> **DOCUMENT EXTRACT**
Futures of Political Theology
Nomos / Demos / Pseudos
An International Symposium
2 June 2017 – Room PRJG0003 (Kingston University)
Speakers: Arthur Bradley [Lancaster] | Ward Blanton [Kent] | Howard Caygill [Kingston] | Antonio Cerella [Kingston] | Mick Dillon [Lancaster] | Dario Gentili [Rome 3] | Yvonne Sherwood [Kent] | Elettra Stimilli [SNS] | Richard Wilson [Kingston]
Upon the occasion of some strange or deformed birth, it shall not be decided by Aristotle, or the philosophers, whether the same be a man or no, but by the laws.
–Thomas Hobbes, The Elements of Law Natural and Politic
And what rough beast, its hour come round at last, Slouches towards Bethlehem to be born? –W.B. Yeats, ‘The Second Coming’
What – strange, deformed, beastly – species of political order is struggling to be born today? To be sure, political praxis and theory has sought to narrate the history of the contemporary from the financial crash of 2008 to the election of Donald Trump in 2016 in many different and competing ways. In the early 21st century, we are said to be witnessing everything from the death of liberalism, globalization and internationalism to the birth of a new extreme populism, protectionism and isolationism – all presided over by a new kind of Demogorgon (people-monster).

> **WORK INSTRUCTION A**
Write out the symposium announcement's wording from "Futures of Political" to "by the laws.", word for word.
> **WORK INSTRUCTION B**
Carry on writing the symposium announcement on political theology, picking up after its final sentence.
The rows come from a source separate from the symposium announcement.

> **SUPPLIED ENTRIES**
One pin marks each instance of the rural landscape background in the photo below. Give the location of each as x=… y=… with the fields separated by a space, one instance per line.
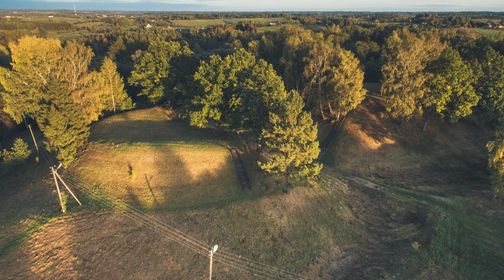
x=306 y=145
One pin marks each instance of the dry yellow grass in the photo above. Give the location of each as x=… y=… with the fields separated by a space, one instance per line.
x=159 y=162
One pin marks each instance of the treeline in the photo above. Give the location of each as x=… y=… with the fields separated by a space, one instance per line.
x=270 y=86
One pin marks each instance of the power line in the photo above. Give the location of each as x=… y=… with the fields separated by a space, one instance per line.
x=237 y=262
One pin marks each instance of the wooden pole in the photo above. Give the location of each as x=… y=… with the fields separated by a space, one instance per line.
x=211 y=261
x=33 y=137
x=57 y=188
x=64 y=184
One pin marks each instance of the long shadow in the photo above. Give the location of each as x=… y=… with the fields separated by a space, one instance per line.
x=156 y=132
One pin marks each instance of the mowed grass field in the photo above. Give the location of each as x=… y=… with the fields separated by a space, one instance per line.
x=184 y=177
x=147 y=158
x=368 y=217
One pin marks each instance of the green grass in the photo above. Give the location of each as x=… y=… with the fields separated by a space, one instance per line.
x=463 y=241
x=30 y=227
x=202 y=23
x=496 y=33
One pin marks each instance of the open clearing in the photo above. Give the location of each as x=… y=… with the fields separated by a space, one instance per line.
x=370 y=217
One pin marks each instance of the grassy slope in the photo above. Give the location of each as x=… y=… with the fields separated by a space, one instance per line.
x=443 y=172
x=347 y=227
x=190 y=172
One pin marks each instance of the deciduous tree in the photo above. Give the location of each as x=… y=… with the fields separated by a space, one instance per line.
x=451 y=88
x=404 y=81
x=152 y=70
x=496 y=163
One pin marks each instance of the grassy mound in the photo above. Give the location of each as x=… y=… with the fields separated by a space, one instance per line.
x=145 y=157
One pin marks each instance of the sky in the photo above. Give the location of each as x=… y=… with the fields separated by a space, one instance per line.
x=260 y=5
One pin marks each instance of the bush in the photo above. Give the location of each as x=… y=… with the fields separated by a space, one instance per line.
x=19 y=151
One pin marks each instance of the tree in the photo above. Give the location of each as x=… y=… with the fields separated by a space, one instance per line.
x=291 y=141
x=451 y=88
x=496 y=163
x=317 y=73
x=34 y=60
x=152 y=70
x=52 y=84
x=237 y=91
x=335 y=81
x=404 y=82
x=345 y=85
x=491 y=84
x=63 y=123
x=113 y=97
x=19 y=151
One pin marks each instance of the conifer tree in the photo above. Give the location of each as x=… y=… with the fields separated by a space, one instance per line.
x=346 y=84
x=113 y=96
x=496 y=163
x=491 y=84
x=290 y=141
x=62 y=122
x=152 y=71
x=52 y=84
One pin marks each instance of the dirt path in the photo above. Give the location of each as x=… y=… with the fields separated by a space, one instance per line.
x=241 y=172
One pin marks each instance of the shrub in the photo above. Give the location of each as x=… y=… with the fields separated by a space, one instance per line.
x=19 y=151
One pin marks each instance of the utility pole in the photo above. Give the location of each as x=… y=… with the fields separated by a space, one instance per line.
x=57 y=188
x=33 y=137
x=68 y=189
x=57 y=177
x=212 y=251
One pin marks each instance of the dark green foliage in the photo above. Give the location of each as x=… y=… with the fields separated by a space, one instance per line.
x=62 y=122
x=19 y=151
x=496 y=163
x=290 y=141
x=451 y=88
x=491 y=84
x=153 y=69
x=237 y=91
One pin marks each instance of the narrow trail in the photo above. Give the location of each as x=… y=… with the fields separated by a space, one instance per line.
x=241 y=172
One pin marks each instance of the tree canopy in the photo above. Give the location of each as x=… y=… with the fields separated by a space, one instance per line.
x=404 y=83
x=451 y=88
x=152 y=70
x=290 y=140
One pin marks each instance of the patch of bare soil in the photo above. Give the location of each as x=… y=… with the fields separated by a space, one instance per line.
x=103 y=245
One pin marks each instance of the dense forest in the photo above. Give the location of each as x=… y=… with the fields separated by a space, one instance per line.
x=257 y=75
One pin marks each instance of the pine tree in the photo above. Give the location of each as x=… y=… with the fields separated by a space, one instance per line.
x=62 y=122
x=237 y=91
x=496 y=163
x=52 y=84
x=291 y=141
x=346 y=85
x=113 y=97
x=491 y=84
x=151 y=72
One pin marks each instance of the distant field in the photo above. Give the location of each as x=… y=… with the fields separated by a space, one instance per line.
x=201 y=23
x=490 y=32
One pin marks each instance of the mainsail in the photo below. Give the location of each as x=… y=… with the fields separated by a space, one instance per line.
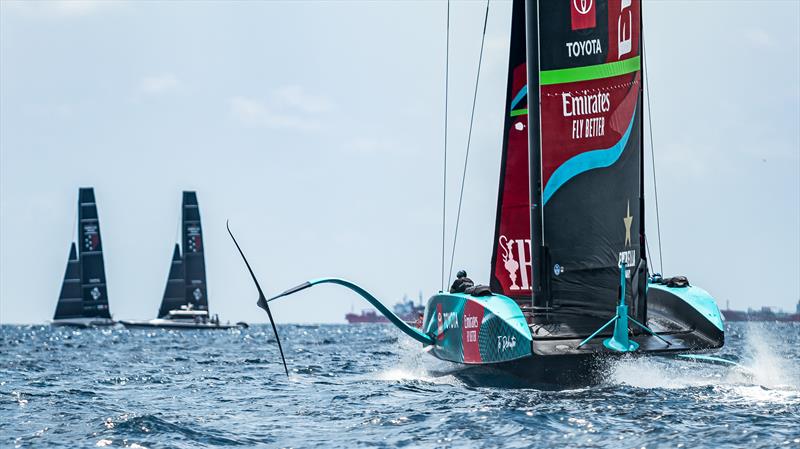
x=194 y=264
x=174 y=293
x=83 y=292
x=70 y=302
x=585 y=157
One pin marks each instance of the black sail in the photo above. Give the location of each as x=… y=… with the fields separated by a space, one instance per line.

> **ANSWER SECTION A**
Futures of Political Theology
Nomos / Demos / Pseudos
An International Symposium
2 June 2017 – Room PRJG0003 (Kingston University)
Speakers: Arthur Bradley [Lancaster] | Ward Blanton [Kent] | Howard Caygill [Kingston] | Antonio Cerella [Kingston] | Mick Dillon [Lancaster] | Dario Gentili [Rome 3] | Yvonne Sherwood [Kent] | Elettra Stimilli [SNS] | Richard Wilson [Kingston]
Upon the occasion of some strange or deformed birth, it shall not be decided by Aristotle, or the philosophers, whether the same be a man or no, but by the laws.

> **ANSWER SECTION B**
Yet, what arguably makes our current crisis so difficult to name is that it is not merely a political crisis but a crisis of the political – of the particular triangulation between truth, authority and representation that has dominated politics since the early modern period. If we are experiencing a new set of constitutional crises in Europe, America and elsewhere – between executive, legislature and judiciary, between national and transnational sovereignty and more widely between representative and direct democracy – it is perhaps because they reflect a larger and more profound political dissensus about who or what – if anyone – has the authority to decide upon truth. In this sense, contemporary media controversies – ‘truthiness’, ‘fake news’, ‘alternative facts’ – are merely a symptom of a much deeper political ontological pathology where nomos, demos and pseudos meet and clash.
This international symposium gathers together a group of distinguished interdisciplinary scholars – including philosophers, political theorists, theologians and cultural critics – to explore not simply the future of political theology but the political theology of the future. What can the conceptual resources of political theology – the messianic, the apocalyptic, the eschatological and so on – contribute to a re-thinking of the future? How might political theology intervene in, and re-imagine, our contemporary crises of truth, authority, representation, economy, populism and so on? What might a political theology of the 21stcentury look like?